** start DOCUMENT EXTRACT **

If the claim describes that selected structure with mathematics, use E.18.2.
If the claim evaluates the mathematical lens use, use C.29 with an E.18.2 reference.
If the claim publishes a view, diagram, card, table, or equation face, use E.17 and the governing view or architecture-description pattern.

    The same source may require several records. A refrigerator principle scheme may include a publication face, a functional-architecture view, a selected TransformationFlowStructure, a thermodynamic mechanism claim, and a mathematical graph or equation description. E.18.2 writes only the mathematical-description relation. If the same expression is also used as a mathematical lens for world-side adequacy, C.29 governs the lens-use adequacy; if it is only a published face, E.17 governs publication use.

** end DOCUMENT EXTRACT **

Extract the full pattern-selection guidance word for word. The items that come next are separate material.

** start PROVIDED RECORDS **

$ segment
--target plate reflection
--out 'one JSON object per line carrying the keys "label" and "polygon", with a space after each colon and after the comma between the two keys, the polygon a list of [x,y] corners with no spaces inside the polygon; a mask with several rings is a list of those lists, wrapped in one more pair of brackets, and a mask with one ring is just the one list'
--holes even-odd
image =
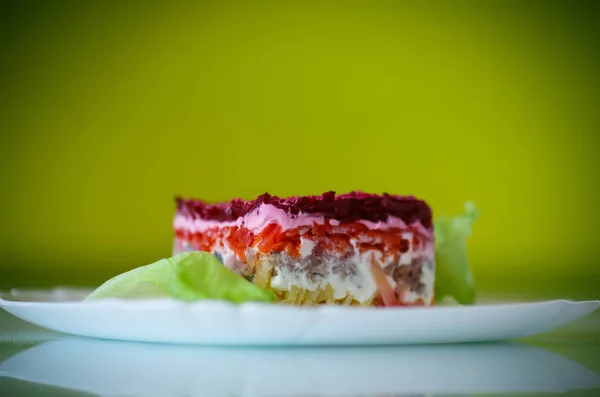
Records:
{"label": "plate reflection", "polygon": [[372,396],[565,392],[600,377],[522,344],[224,349],[74,338],[0,364],[0,376],[100,396]]}

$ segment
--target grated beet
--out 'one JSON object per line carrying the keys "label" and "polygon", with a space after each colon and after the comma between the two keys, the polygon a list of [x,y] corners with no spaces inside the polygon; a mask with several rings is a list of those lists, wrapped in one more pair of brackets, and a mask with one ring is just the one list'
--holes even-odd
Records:
{"label": "grated beet", "polygon": [[300,196],[280,198],[268,193],[254,200],[244,201],[235,198],[230,202],[209,204],[202,200],[176,197],[177,212],[194,218],[215,220],[220,222],[235,221],[253,211],[261,204],[271,204],[286,211],[291,216],[300,212],[322,215],[326,219],[340,222],[367,220],[385,221],[394,216],[410,224],[420,221],[426,229],[432,226],[431,208],[423,200],[413,196],[396,196],[368,194],[354,191],[336,195],[326,192],[320,196]]}

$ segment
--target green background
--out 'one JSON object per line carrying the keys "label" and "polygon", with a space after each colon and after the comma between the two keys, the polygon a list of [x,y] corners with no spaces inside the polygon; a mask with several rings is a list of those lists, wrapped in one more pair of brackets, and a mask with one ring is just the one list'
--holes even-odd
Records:
{"label": "green background", "polygon": [[0,288],[169,256],[176,194],[358,189],[474,200],[489,294],[598,298],[597,11],[3,2]]}

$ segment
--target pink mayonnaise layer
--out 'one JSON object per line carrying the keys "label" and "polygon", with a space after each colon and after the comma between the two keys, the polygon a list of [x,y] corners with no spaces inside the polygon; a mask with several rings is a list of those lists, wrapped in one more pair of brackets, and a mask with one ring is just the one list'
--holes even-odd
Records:
{"label": "pink mayonnaise layer", "polygon": [[[207,229],[216,227],[227,227],[227,226],[238,226],[245,227],[252,233],[258,234],[262,229],[265,228],[269,223],[276,222],[283,231],[289,229],[295,229],[301,226],[312,226],[314,223],[323,225],[326,222],[332,226],[340,224],[335,219],[325,219],[323,216],[315,216],[313,214],[300,213],[297,216],[290,216],[284,210],[277,208],[271,204],[262,204],[254,211],[239,217],[237,220],[232,222],[220,222],[215,220],[204,220],[204,219],[193,219],[191,217],[184,216],[182,214],[176,214],[174,219],[174,227],[176,230],[186,230],[191,233],[203,232]],[[406,229],[407,225],[400,218],[388,216],[385,222],[371,222],[367,220],[359,220],[373,230],[387,230],[392,228]],[[416,229],[422,235],[431,238],[432,231],[423,227],[421,222],[416,221],[410,225]]]}

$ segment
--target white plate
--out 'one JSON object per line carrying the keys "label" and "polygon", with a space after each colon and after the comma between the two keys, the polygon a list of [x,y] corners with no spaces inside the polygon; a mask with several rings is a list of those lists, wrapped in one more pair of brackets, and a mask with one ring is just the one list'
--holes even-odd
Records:
{"label": "white plate", "polygon": [[73,337],[17,353],[0,364],[0,376],[107,397],[470,395],[600,386],[587,368],[514,343],[219,349]]}
{"label": "white plate", "polygon": [[172,299],[81,302],[89,291],[13,291],[13,315],[70,334],[204,345],[382,345],[499,341],[551,331],[600,301],[414,308],[293,307]]}

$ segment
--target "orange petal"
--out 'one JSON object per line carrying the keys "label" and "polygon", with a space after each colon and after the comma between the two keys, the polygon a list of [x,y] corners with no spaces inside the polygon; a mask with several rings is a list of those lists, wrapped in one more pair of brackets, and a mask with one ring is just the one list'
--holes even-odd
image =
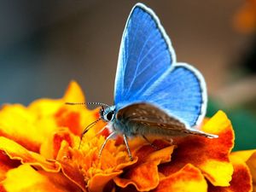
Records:
{"label": "orange petal", "polygon": [[253,191],[252,177],[247,166],[236,155],[230,155],[234,166],[232,180],[229,187],[213,187],[209,185],[210,192],[248,192]]}
{"label": "orange petal", "polygon": [[22,164],[29,164],[44,168],[48,172],[59,172],[59,164],[49,162],[42,155],[29,151],[15,142],[0,137],[0,150],[4,151],[12,160],[19,160]]}
{"label": "orange petal", "polygon": [[178,172],[163,178],[154,192],[207,192],[207,183],[201,171],[187,164]]}
{"label": "orange petal", "polygon": [[114,178],[115,183],[125,188],[132,184],[138,191],[148,191],[156,188],[160,182],[158,166],[169,162],[174,146],[154,151],[149,145],[143,146],[137,151],[140,160],[137,164],[127,170],[121,177]]}
{"label": "orange petal", "polygon": [[32,151],[38,151],[44,135],[35,125],[37,117],[19,104],[5,105],[0,111],[0,136],[11,138]]}
{"label": "orange petal", "polygon": [[62,141],[66,141],[68,146],[73,146],[73,135],[67,128],[63,128],[45,139],[40,148],[40,154],[48,159],[57,159]]}
{"label": "orange petal", "polygon": [[68,181],[61,173],[37,172],[29,165],[22,165],[18,168],[9,171],[7,177],[2,184],[7,191],[12,192],[80,191],[79,188]]}
{"label": "orange petal", "polygon": [[173,153],[172,164],[161,166],[160,172],[168,176],[190,163],[199,167],[213,185],[229,186],[233,173],[229,154],[234,145],[230,121],[219,111],[203,125],[202,131],[217,134],[218,138],[189,136],[175,139],[177,148]]}

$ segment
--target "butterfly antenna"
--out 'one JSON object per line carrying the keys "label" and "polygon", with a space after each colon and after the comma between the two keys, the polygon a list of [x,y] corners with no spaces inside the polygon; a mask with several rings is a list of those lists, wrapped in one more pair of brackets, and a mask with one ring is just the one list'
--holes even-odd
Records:
{"label": "butterfly antenna", "polygon": [[83,131],[82,134],[81,134],[81,138],[80,138],[80,143],[79,143],[79,149],[80,149],[80,146],[81,146],[81,143],[82,143],[82,140],[83,140],[83,137],[84,137],[84,135],[91,128],[93,127],[99,120],[101,120],[102,119],[99,118],[98,119],[96,119],[96,121],[93,121],[92,123],[89,124],[85,129]]}
{"label": "butterfly antenna", "polygon": [[109,105],[103,102],[65,102],[66,105],[100,105],[109,107]]}

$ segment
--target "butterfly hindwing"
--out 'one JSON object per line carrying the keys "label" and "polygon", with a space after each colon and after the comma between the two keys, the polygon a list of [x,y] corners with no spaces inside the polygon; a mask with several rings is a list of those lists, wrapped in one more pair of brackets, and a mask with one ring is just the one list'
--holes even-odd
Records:
{"label": "butterfly hindwing", "polygon": [[154,103],[193,127],[205,116],[207,100],[205,81],[196,69],[178,63],[148,87],[139,100]]}
{"label": "butterfly hindwing", "polygon": [[123,33],[114,102],[128,101],[145,91],[173,62],[176,55],[159,19],[150,9],[137,3]]}

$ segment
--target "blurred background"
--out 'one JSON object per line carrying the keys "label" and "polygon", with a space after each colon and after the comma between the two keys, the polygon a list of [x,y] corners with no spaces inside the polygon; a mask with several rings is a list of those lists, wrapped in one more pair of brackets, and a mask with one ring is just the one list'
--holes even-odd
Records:
{"label": "blurred background", "polygon": [[[177,61],[203,73],[207,115],[224,110],[235,150],[255,148],[256,1],[141,2],[160,19]],[[1,1],[0,104],[61,97],[72,79],[87,101],[112,104],[120,39],[136,3]]]}

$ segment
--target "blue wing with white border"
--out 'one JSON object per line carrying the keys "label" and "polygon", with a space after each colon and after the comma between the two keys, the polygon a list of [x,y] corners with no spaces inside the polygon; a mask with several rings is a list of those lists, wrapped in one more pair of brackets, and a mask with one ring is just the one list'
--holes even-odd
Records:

** end PROVIDED RECORDS **

■ FINISHED EXERCISE
If the claim describes that selected structure with mathematics, use E.18.2.
If the claim evaluates the mathematical lens use, use C.29 with an E.18.2 reference.
If the claim publishes a view, diagram, card, table, or equation face, use E.17 and the governing view or architecture-description pattern.

    The same source may require several records. A refrigerator principle scheme may include a publication face, a functional-architecture view, a selected TransformationFlowStructure, a thermodynamic mechanism claim, and a mathematical graph or equation description. E.18.2 writes only the mathematical-description relation. If the same expression is also used as a mathematical lens for world-side adequacy, C.29 governs the lens-use adequacy; if it is only a published face, E.17 governs publication use.